* [INPUT FOR THIS TASK]:
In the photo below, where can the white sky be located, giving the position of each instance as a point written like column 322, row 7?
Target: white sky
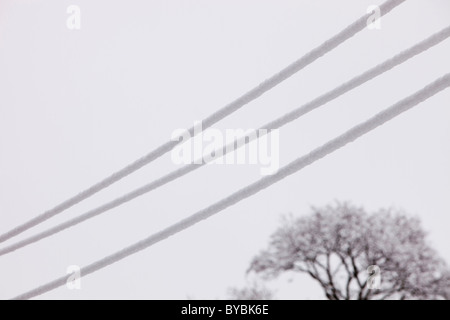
--
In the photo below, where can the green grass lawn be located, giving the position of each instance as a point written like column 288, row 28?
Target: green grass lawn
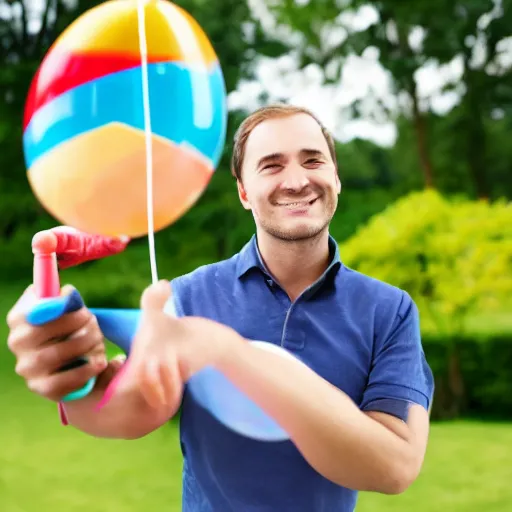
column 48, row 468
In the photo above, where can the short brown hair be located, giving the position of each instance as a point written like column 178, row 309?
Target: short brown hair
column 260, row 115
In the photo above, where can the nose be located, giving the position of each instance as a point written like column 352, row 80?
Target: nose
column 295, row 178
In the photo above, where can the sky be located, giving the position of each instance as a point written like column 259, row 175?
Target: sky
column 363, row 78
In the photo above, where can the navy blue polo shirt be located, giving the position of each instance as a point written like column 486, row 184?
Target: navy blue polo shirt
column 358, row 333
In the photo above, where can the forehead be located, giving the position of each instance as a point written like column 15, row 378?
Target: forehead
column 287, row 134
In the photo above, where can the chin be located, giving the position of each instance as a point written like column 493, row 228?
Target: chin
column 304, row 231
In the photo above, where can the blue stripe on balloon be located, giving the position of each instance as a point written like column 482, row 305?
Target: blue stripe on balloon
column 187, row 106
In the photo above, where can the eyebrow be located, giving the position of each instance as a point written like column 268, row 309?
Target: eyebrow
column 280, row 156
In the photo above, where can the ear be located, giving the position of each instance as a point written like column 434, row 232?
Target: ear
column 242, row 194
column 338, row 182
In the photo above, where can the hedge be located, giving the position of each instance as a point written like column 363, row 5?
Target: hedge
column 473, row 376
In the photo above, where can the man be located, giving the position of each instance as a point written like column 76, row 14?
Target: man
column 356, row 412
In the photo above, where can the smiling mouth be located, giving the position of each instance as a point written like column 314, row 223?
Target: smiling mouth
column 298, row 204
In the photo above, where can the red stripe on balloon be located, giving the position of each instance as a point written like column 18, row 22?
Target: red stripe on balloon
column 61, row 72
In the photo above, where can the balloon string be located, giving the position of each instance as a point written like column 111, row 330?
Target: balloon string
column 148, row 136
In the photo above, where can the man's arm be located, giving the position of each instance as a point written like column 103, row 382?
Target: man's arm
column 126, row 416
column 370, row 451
--
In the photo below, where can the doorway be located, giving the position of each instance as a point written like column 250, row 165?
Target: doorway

* [TO DO]: How many lines of the material above contain the word "chin"? Reply with the number alone.

* [OUTPUT FOR THIS TASK]: 2